Natural-language object grounding data
----------------

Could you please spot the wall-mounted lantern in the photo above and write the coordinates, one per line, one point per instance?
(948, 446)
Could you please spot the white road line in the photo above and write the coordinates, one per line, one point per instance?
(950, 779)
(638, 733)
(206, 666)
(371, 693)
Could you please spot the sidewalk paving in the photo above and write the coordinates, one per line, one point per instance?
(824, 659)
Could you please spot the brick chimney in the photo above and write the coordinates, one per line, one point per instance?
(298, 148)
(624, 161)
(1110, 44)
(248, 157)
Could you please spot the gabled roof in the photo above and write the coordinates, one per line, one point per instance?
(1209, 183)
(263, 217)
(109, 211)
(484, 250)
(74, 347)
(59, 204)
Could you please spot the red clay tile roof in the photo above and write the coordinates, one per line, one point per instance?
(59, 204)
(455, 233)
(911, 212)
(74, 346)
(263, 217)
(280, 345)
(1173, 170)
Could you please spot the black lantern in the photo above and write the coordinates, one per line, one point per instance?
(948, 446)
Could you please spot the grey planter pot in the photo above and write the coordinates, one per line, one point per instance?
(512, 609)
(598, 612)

----------------

Exercise details: Output exactly what runs from the line with "Could you please spot the red" to the final line above, both lines included, and nothing else.

Your response:
Could you please spot the red clay tile roof in the photo above and write the coordinates, one per line, one point per instance?
(59, 204)
(455, 233)
(911, 212)
(74, 346)
(263, 217)
(280, 345)
(1173, 170)
Could you please spot the black lantern in the photo above and write the coordinates, one per line, one point per instance?
(948, 446)
Could you please spot the grey planter pot in the photo above and write the coordinates, one per line, one point per instance?
(512, 609)
(598, 612)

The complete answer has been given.